* **WHAT YOU ARE ASKED TO DO**
Edit the records below so that every occurrence of "desert vegetation" becomes "desert plants", keeping all other text unchanged. Leave the pictures out of your output.

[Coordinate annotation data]

--

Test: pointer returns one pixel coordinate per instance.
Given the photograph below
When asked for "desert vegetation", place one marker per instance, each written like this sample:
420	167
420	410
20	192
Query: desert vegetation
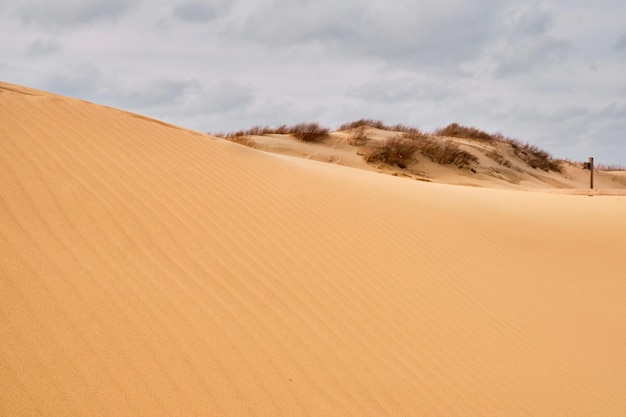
396	151
531	155
307	132
358	137
399	151
243	140
376	124
609	167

--

* **THE RESULT**
Test: pointer returns one pixel coordinate per instance.
Given the photograph below
When asked for "desert plants", place one marker per instance, each written like this sample:
420	167
420	410
20	192
Query: desert plants
396	151
531	155
307	132
358	137
399	151
243	140
376	124
609	167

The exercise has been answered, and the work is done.